What you need to do:
Of all the lines below, return only those starting with the line holding "object_class: grass lawn" and going on through the line holding "object_class: bush in foreground", exactly as written.

★ ★ ★ ★ ★ ★ ★

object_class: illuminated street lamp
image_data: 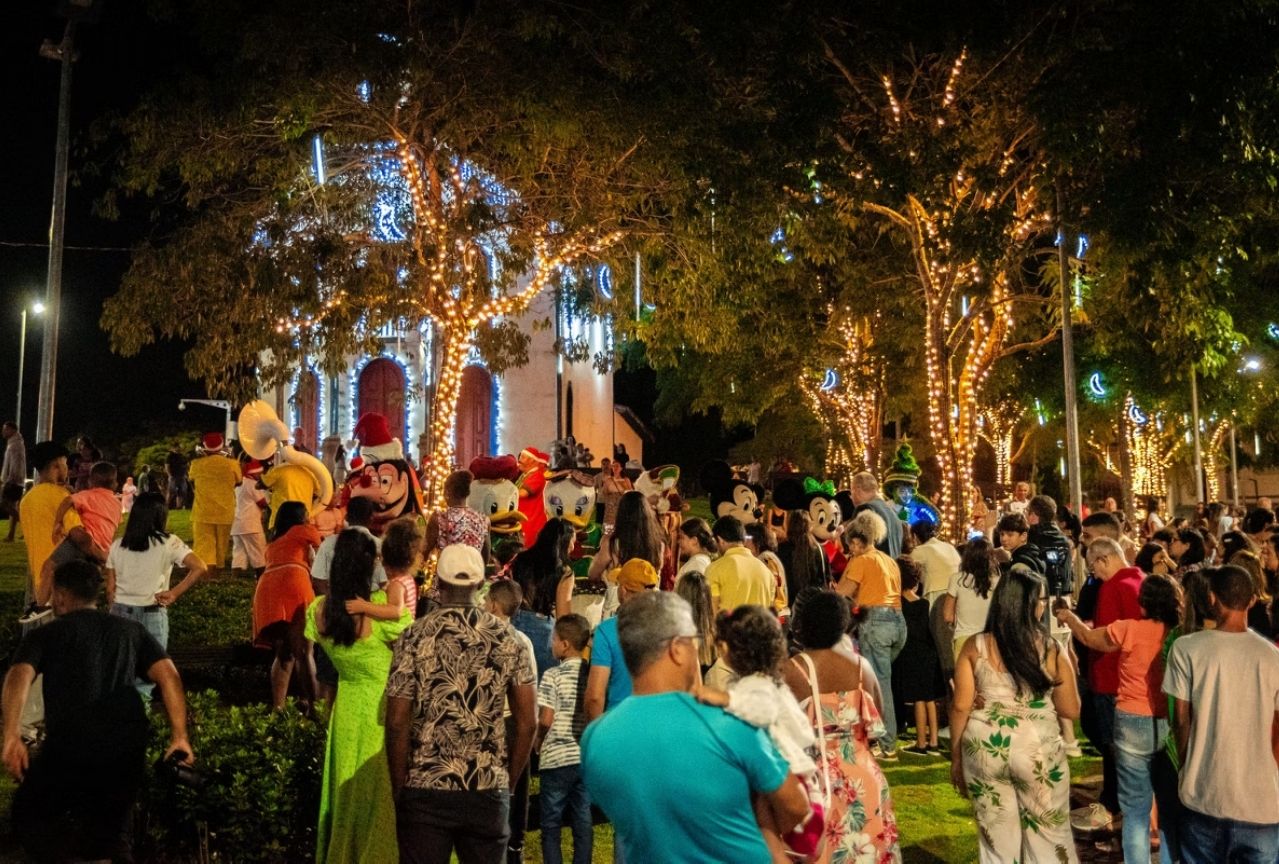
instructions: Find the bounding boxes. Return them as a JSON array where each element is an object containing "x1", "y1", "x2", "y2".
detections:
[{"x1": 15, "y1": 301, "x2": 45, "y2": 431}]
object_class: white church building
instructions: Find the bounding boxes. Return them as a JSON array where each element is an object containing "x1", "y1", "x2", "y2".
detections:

★ ★ ★ ★ ★ ★ ★

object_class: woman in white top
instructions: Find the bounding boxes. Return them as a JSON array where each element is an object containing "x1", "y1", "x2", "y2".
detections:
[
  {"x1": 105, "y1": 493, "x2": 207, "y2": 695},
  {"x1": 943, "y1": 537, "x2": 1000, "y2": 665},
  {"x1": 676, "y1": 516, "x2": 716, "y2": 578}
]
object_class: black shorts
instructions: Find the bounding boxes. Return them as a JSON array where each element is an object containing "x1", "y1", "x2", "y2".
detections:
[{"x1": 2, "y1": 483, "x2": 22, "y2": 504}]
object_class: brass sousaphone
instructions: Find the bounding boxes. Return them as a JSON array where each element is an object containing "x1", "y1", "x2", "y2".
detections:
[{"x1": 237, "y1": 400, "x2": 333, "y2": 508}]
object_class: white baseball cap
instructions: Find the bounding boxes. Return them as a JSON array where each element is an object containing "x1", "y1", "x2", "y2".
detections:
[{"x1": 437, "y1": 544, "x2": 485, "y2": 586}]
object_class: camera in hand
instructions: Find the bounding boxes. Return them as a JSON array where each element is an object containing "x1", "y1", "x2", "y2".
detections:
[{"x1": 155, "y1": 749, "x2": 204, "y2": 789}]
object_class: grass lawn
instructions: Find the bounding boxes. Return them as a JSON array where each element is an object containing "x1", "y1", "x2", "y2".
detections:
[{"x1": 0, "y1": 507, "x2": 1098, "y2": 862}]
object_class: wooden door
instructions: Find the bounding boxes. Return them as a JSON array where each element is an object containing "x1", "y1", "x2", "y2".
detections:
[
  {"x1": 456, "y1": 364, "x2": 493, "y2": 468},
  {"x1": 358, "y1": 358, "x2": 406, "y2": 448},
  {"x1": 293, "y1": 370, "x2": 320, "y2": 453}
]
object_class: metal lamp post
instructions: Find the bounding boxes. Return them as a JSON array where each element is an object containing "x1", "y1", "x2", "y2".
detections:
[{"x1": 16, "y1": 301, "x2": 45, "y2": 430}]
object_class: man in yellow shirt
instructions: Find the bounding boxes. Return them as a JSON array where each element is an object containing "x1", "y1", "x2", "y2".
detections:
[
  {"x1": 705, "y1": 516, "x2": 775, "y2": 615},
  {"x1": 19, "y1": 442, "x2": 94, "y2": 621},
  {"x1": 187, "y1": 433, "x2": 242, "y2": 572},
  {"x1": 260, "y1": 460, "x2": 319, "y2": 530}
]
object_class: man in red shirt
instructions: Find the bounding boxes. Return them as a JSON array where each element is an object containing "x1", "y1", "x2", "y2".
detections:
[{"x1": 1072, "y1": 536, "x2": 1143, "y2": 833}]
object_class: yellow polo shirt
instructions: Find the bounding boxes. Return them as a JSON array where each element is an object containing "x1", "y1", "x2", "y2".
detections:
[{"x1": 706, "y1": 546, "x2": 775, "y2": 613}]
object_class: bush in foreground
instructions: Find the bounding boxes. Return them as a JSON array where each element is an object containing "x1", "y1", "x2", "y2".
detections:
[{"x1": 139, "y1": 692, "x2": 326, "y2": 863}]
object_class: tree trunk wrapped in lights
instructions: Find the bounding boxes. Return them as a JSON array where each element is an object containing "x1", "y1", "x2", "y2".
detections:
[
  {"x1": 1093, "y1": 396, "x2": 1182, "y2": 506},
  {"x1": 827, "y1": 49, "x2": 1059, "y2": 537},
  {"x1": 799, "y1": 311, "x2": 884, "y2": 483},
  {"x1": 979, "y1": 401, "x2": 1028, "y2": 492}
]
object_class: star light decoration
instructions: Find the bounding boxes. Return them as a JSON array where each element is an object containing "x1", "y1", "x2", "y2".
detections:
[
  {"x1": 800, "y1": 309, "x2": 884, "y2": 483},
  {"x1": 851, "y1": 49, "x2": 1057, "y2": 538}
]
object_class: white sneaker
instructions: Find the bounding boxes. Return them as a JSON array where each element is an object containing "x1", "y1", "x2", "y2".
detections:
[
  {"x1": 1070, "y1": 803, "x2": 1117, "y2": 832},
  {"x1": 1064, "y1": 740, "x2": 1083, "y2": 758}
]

★ ★ ★ ★ ★ ★ ★

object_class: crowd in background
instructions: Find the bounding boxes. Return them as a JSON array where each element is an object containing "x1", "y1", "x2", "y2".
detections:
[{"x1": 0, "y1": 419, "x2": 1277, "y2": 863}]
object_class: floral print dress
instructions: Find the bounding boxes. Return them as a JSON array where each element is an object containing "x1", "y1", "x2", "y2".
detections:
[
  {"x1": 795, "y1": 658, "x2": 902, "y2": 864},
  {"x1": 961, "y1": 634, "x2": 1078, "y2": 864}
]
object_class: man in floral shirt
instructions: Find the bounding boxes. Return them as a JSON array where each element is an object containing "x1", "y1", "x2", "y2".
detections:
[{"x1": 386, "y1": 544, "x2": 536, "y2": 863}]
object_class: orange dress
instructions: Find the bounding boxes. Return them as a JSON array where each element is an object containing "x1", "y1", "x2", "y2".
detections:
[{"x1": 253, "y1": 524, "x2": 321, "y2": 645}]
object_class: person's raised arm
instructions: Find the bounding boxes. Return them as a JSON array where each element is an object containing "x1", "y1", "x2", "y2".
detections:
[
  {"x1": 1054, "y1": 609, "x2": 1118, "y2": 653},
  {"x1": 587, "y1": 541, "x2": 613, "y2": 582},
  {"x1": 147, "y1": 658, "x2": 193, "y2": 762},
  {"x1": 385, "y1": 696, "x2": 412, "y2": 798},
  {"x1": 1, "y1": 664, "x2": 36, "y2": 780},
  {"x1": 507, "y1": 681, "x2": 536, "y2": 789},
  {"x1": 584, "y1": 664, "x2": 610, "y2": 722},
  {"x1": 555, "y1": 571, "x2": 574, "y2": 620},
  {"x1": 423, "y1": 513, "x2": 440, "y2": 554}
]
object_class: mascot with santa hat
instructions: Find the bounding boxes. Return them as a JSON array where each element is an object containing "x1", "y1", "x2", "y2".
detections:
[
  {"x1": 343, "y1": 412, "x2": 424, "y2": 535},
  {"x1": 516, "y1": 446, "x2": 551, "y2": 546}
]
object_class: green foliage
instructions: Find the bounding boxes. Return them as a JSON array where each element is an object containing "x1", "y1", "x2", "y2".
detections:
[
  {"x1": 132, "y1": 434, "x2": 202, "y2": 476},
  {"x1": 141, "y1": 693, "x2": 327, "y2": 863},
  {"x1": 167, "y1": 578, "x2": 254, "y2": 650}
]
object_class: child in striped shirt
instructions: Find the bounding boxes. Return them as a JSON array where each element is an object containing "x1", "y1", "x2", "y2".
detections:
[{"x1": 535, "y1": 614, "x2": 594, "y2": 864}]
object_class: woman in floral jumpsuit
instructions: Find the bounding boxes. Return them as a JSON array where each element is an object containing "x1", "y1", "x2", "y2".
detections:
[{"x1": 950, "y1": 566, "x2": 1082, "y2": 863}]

★ ★ ★ ★ ★ ★ ★

Your response:
object_class: grass lawn
instructions: Find the bounding boxes. Return them as a JSON array where each element is an object containing "x1", "y1", "x2", "y2".
detections:
[{"x1": 0, "y1": 507, "x2": 1098, "y2": 862}]
object_class: wooden door
instructions: Find the bounding boxes. Return them as a JSON array where each element is an object containing "x1", "y1", "x2", "y2".
detections:
[
  {"x1": 456, "y1": 364, "x2": 493, "y2": 468},
  {"x1": 358, "y1": 358, "x2": 406, "y2": 448},
  {"x1": 293, "y1": 370, "x2": 320, "y2": 453}
]
object_class: metal lamp post
instructions: Find the bounding boxes. Return them as a JSON array where each element is an object containing "x1", "y1", "x2", "y2".
detections:
[{"x1": 16, "y1": 301, "x2": 45, "y2": 430}]
object_class: man in yellow shirt
instructions: Find the bounding boxes. Return them as a JSON array where each element is an object containing "x1", "y1", "x2", "y2".
detections:
[
  {"x1": 705, "y1": 516, "x2": 775, "y2": 615},
  {"x1": 19, "y1": 442, "x2": 94, "y2": 621},
  {"x1": 187, "y1": 433, "x2": 242, "y2": 572},
  {"x1": 260, "y1": 460, "x2": 319, "y2": 530}
]
object_class: man in red shirt
instructions: Find the bounding boxes. Return them as a JSON array where each element is an object containing "x1", "y1", "x2", "y2".
detections:
[{"x1": 1072, "y1": 536, "x2": 1143, "y2": 833}]
object_class: yellow polo shirt
instructions: Find the bounding boxes. Return them as a JSON array where each element is an object containing "x1", "y1", "x2", "y2".
detections:
[{"x1": 706, "y1": 546, "x2": 775, "y2": 613}]
object_class: bush in foreground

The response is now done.